Start EXERCISE DATA

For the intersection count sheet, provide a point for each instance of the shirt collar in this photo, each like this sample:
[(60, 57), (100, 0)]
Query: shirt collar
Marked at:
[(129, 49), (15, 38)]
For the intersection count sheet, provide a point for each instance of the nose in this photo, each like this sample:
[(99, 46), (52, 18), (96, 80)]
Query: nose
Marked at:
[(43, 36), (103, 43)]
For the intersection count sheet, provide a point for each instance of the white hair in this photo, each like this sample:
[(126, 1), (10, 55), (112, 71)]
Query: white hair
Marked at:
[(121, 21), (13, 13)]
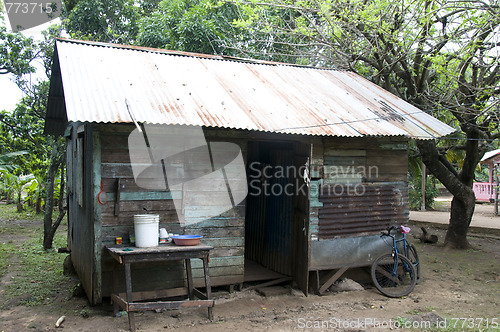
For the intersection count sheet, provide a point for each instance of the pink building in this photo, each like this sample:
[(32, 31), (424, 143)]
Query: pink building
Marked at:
[(485, 191)]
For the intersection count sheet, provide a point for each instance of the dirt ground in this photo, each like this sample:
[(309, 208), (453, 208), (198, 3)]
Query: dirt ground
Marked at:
[(455, 285)]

End EXERCISE DATA

### [WHAT YOU ARE ASKED TO DO]
Can you render the part of the entries that opens with the line containing "of the pink" and runs through the last line of the entries as a numbered list, leaving out any blank lines?

### [FINAL RESULT]
1. For the intersection count sheet, provide a point for each instance of the pink building in this photo, each like this sample:
2. [(32, 31), (424, 143)]
3. Query: pink building
4. Marked at:
5. [(485, 191)]
6. For the intersection count sheet, provide a point for each instance of the dirt ground in this photo, each like this sample:
7. [(309, 208), (453, 208), (198, 3)]
8. Query: dirt ground
9. Marked at:
10. [(455, 285)]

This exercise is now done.